#### Data under study ####

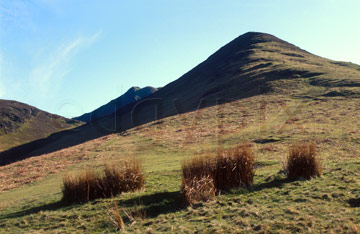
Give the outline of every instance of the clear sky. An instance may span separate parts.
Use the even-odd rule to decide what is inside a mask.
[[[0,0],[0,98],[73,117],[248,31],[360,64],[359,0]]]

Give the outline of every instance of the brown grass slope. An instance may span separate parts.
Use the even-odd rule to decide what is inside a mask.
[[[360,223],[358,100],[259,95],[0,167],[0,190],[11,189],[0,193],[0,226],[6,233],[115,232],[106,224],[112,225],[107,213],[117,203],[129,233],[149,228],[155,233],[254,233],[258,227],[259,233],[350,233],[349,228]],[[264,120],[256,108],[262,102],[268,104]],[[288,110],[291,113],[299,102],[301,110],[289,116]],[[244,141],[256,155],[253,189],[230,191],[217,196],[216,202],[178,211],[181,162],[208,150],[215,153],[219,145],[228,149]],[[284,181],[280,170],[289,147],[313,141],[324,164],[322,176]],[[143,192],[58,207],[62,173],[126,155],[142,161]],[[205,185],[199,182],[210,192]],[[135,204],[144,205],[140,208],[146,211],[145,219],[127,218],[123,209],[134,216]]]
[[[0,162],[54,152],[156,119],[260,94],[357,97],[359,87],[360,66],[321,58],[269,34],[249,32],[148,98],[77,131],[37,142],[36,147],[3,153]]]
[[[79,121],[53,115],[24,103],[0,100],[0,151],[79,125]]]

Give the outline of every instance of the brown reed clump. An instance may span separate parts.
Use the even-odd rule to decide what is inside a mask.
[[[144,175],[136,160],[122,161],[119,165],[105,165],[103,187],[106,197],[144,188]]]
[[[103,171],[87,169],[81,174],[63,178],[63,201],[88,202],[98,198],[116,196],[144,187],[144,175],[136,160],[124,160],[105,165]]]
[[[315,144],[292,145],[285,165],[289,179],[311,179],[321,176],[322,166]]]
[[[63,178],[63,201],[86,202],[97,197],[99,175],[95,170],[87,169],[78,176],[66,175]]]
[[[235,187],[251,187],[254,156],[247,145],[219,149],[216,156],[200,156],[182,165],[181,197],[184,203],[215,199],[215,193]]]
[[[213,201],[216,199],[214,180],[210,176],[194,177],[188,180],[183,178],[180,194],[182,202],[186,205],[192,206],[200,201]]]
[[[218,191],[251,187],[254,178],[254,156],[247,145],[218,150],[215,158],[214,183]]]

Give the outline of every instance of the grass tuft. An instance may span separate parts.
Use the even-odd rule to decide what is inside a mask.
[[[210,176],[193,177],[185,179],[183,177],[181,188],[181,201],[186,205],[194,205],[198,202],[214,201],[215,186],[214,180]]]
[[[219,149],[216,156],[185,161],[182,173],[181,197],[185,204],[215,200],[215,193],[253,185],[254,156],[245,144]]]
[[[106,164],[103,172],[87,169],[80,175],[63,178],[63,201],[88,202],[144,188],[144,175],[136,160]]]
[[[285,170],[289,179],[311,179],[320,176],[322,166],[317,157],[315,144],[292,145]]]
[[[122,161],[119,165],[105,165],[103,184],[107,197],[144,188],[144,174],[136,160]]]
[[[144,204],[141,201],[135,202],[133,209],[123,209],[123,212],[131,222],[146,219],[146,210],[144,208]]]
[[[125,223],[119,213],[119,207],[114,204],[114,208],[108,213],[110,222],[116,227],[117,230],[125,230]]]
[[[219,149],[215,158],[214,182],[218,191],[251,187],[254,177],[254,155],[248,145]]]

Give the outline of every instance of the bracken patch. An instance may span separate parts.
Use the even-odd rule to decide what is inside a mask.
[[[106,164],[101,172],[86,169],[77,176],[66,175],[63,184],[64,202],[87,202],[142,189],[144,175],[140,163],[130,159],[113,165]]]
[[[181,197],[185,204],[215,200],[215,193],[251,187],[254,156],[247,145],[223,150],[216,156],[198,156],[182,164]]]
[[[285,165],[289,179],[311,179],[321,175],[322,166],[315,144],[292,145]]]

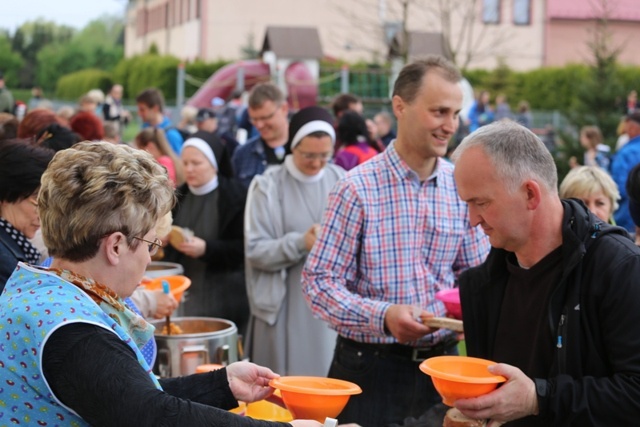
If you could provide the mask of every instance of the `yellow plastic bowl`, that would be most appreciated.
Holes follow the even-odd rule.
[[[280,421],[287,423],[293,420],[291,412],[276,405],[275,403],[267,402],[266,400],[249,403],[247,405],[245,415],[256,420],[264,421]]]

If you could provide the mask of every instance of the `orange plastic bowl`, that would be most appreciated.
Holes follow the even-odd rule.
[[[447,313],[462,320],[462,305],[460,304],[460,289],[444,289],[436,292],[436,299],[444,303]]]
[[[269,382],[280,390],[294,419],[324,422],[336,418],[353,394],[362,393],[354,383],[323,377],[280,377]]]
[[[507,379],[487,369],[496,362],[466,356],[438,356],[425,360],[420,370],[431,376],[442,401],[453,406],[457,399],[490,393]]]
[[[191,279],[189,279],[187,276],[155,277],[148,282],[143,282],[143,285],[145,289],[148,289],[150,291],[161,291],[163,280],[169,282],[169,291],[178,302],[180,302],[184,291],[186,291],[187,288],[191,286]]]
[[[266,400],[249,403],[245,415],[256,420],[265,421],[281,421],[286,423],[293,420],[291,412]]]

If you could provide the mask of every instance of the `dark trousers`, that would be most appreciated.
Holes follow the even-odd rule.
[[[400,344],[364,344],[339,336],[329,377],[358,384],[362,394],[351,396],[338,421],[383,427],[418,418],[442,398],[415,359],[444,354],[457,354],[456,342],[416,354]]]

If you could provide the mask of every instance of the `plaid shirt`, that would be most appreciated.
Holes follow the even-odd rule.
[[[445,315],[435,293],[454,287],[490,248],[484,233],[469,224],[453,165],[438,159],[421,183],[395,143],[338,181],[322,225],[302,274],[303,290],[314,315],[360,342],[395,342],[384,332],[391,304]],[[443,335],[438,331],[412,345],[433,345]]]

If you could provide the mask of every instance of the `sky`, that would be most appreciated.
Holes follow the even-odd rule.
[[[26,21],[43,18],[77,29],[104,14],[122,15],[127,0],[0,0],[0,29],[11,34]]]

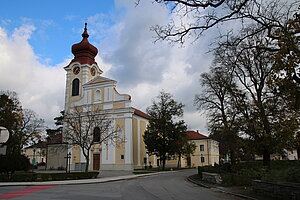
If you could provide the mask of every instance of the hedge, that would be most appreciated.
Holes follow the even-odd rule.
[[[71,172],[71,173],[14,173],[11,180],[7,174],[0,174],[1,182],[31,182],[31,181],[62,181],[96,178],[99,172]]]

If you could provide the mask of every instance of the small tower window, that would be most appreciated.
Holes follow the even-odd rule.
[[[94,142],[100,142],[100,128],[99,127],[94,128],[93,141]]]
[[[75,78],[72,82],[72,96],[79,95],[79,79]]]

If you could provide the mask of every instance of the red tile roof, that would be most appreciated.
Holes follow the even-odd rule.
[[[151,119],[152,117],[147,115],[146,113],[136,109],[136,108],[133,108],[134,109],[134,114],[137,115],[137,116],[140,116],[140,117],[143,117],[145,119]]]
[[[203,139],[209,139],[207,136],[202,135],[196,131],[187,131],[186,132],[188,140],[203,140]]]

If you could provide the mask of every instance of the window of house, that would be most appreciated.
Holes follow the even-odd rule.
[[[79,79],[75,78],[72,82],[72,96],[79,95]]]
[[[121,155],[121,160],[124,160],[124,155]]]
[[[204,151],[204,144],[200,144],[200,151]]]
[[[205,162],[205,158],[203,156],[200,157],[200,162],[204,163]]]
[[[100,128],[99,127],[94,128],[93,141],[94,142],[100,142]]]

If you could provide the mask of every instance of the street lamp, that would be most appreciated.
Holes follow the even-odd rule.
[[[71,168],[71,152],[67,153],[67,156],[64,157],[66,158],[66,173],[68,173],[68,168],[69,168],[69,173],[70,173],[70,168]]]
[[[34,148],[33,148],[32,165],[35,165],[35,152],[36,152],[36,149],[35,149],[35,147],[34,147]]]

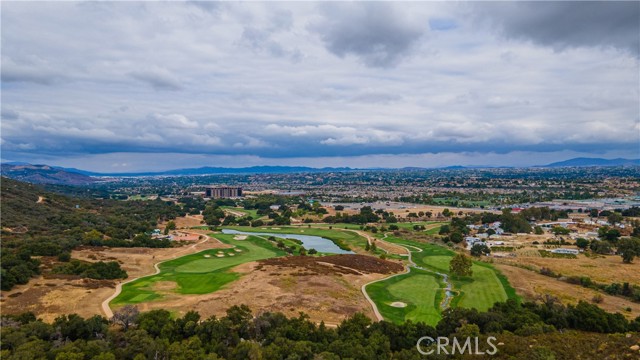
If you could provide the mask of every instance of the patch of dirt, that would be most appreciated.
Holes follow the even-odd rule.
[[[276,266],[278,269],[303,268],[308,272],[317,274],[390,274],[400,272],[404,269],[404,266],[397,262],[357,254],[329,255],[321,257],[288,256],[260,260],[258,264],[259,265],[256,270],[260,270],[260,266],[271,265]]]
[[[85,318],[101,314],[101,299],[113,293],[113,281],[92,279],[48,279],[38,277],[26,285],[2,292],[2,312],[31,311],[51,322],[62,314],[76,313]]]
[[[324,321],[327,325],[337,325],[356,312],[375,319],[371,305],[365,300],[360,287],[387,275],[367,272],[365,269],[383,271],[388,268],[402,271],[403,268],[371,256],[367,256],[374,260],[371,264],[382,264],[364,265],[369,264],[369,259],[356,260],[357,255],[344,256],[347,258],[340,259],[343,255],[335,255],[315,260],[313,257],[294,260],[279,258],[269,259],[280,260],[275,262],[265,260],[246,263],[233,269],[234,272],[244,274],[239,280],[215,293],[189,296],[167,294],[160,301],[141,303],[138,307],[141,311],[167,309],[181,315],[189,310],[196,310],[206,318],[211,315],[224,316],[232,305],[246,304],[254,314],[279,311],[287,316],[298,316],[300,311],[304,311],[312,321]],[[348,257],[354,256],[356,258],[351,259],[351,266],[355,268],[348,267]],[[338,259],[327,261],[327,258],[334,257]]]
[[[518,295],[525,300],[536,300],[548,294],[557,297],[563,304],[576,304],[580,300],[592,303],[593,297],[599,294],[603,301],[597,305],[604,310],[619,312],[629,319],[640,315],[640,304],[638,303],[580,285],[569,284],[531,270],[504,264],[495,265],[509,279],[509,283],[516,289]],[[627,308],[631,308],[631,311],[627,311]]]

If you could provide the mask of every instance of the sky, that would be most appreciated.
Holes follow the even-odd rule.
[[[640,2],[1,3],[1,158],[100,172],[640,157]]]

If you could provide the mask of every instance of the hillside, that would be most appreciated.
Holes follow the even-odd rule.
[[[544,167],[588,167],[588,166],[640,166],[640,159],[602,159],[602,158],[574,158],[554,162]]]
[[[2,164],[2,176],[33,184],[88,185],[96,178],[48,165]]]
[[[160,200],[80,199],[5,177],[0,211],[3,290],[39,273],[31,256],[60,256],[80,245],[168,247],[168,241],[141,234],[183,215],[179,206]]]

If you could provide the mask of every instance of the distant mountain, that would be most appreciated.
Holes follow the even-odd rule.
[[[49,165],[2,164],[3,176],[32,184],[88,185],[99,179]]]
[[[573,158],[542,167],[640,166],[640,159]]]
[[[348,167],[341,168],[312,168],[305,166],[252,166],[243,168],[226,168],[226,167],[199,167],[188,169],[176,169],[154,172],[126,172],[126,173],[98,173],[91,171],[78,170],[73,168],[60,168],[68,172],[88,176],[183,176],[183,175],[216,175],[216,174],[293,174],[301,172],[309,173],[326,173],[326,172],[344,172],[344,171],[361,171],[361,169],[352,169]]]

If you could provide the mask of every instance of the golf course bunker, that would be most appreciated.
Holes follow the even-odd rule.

####

Each line in the material above that mentions the word "outline" must be copied.

Give the outline of every instance of the clear sky. An instance may span separate parts.
Give the outline of every instance of the brown grass slope. An instance may span separate parts.
Give the outline of every instance of the brown reed clump. An instance may span separate parts.
Give the outline of every instance of the grass tuft. An instance may span separate parts.
Give the outline of every instance of the bracken patch. An instance may span separate parts.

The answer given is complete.